== Task description ==
Would you repeat each line below exactly, without the pictures?

--- Data to examine Enclosed Below ---

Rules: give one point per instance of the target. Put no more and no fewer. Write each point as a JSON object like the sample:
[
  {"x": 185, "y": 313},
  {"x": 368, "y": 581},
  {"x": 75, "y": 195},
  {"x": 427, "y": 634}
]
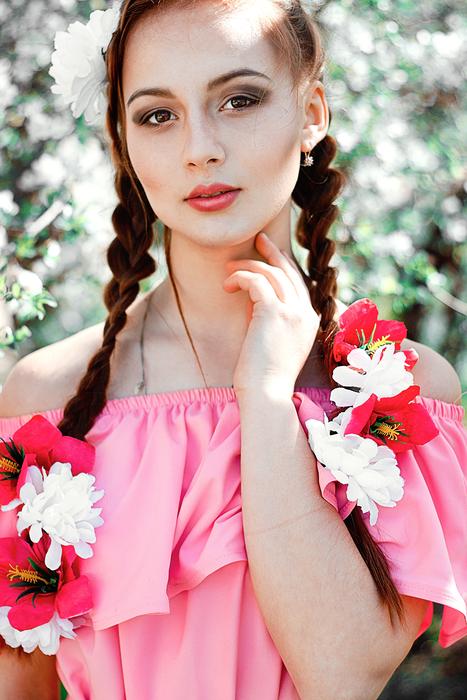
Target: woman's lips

--- End of Enclosed Data to examine ---

== Answer to this problem ==
Rules: give one point per instance of the target. Put no more and no fewer. Write each point as a JSON object like the sample:
[
  {"x": 185, "y": 313},
  {"x": 368, "y": 581},
  {"x": 75, "y": 195},
  {"x": 427, "y": 634}
]
Target: woman's lips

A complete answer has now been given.